• [TEXT SHOWN]
In 1973, Rittel and Webber published an article defining "Wicked Problems." Especially in the context of Urban Planning, they wrote that Wicked Problems have these defining characteristics:
- There is no definitive formulation of a wicked problem.
- Wicked problems have no stopping rule.
- Solutions to wicked problems are not true-or-false, but good-or-bad.
- There is no immediate and no ultimate test of a solution to a wicked problem.
- Every solution to a wicked problem is a "one-shot
operation"; because there is no opportunity to learn by
trial-and-error, every attempt counts significantly.
- Wicked problems do not have an enumerable (or an
exhaustively describable) set of potential solutions, nor is there a
well-described set of permissible operations that may be incorporated
into the plan.
- Every wicked problem is essentially unique.
- Every wicked problem can be considered to be a symptom of another problem.
- The existence of a discrepancy representing a
wicked problem can be explained in numerous ways. The choice of
explanation determines the nature of the problem's resolution.
- The planner has no right to be wrong (Planners are liable for the consequences of the actions they generate).
Wicked Problems continue to be of great concern to individuals, organizations, nations, and to international communities. A short list of example Wicked Problems includes healthcare in the United States and elsewhere, the AIDS epidemic and perhaps other emerging diseases, Global Climate Destruction, Pandemic (Avian) Influenza, International Terrorism, Homeland Security, and nuclear energy and waste.
Each of these Wicked Problems is related to, and contains other apparently intractable problems. These interconnections--systems of systems--make Wicked Problems so resilient to analysis and to resolution.
At national, state, and local levels there are Wicked Problems having to do with drugs, crime, mental health, education, poverty, urban decay and related issues that many tasks forces and working groups have addressed without making much progress. In addition to being overwhelmed by complexity, working groups fail to resolve these issues because they often fall victim to the bureaucratic silo effect: decision-makers fail to look beyond the boundaries of their own interest group, organization, department, etc., or they believe that it's the responsibility of someone in another silo to fix the Wicked Problem at hand.

• [MATERIAL SUPPLIED]
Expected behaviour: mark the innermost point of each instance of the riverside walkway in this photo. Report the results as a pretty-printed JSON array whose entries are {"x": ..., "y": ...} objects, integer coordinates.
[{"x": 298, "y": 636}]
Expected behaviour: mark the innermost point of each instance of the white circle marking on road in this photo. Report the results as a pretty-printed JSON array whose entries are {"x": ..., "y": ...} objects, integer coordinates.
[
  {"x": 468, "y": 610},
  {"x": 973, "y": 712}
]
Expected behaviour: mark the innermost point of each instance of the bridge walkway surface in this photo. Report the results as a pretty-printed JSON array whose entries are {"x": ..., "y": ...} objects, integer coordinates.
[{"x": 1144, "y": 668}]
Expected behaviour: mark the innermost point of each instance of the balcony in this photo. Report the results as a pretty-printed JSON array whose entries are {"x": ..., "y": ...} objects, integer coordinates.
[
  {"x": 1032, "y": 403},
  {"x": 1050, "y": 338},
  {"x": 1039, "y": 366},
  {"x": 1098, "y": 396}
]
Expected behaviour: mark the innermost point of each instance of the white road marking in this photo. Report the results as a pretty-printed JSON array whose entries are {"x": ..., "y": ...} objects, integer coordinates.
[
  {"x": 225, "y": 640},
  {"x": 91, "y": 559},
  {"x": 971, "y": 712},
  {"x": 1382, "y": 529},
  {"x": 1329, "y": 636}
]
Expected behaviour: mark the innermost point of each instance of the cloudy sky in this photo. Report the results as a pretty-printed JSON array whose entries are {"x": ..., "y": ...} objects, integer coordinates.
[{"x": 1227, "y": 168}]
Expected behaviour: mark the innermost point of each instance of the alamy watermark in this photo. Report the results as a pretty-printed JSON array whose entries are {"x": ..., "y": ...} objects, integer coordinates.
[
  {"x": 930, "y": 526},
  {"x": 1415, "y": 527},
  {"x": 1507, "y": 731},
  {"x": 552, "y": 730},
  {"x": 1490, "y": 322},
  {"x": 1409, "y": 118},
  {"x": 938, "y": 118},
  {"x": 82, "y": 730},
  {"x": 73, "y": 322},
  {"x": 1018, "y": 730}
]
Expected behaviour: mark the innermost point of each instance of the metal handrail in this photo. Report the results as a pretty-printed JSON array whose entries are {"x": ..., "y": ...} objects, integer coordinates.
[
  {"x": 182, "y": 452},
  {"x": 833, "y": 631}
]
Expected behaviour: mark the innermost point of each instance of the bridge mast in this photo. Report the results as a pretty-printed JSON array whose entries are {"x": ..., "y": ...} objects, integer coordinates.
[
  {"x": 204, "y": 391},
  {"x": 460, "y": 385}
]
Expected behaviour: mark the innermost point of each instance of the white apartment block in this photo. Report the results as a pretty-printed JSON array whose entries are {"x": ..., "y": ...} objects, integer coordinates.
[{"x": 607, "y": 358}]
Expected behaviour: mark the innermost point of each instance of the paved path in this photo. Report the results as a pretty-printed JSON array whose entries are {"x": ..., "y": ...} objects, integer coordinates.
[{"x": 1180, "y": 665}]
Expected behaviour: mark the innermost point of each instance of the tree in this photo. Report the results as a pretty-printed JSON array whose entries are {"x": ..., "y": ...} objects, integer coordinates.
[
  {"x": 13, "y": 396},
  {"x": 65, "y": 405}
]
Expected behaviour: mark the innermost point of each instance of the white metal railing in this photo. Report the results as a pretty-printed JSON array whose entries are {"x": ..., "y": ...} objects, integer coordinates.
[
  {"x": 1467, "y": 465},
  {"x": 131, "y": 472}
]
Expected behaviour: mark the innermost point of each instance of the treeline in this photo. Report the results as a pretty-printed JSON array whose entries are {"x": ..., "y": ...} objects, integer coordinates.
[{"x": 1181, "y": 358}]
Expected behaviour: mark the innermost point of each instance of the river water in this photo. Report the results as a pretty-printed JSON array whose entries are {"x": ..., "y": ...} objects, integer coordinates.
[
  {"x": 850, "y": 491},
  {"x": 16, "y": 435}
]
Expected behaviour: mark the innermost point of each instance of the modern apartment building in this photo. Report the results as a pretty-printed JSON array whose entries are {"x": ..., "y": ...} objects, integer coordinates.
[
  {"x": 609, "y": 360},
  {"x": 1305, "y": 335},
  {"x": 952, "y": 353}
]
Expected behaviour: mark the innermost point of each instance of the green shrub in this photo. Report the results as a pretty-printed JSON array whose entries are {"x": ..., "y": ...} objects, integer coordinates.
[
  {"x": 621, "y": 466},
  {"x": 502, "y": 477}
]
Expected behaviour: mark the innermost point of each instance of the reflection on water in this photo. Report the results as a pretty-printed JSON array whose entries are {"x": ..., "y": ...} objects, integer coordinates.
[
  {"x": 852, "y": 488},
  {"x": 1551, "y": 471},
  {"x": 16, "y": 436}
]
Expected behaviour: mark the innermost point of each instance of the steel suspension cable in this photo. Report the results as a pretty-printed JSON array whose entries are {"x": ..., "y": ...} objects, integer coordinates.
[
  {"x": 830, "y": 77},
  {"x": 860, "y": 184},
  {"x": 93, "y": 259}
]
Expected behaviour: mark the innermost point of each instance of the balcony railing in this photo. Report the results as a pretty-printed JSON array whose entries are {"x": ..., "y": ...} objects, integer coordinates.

• [TASKS TO CARRY OUT]
**a)** According to the text on wicked problems, why do working groups fail to resolve issues such as drugs, crime, and poverty? Answer in one to three sentences.
**b)** Carry on the text about wicked problems from its final sentence.

• [TASK RESPONSES]
**a)** They are overwhelmed by complexity. They also fall victim to the bureaucratic silo effect: decision-makers don't look beyond the boundaries of their own interest group, organization, or department, or they believe that someone in another silo is responsible for fixing the problem.

**b)**
Over the past decades, one of us (Horn) has developed an approach to resolving Wicked Problems that combines interactive group processes with Visual Analytics to produce (among other outputs) detailed graphical representations and analyses of Wicked Problems. For reasons to be explained later, Horn refers to Wicked Problems as Social Messes and his visual representations as Mess Map diagrams. Although our definition of Social Messes differs somewhat from Rittel and Webber's definition of Wicked Problems, for convenience we will use these terms interchangeably here.
Another of us (Weber) has been a leader in applying a particular form of scenario planning that has been called Future Mapping®, but for trademark reasons, is referred to here as Resolution Mapping. Because there are no permanent solutions to a given Wicked Problem, we talk about "resolutions" rather than "solutions" (Rittel and Webber use "re-solution" to make the same point).
Resolution Mapping is a knowledge-based, highly interactive group process. Participants can choose their most desirable and attainable outcomes together with those milestones or Events that lead logically to the desired outcome. Participants also focus on actions that would increase the likelihood of significant amelioration or resolution of the Wicked Problem at hand.